SHORT PROBLEM = Copy the lines below word for word.

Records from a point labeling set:

= = = = = = =

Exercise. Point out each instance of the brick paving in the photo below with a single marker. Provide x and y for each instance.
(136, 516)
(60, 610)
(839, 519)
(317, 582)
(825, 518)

= = = = = = =

ANSWER FOR THIS EXERCISE =
Exercise. Point out each instance of the brick paving in the photo below with a single marker. Provide x and y for each instance.
(136, 516)
(60, 610)
(839, 519)
(317, 582)
(825, 518)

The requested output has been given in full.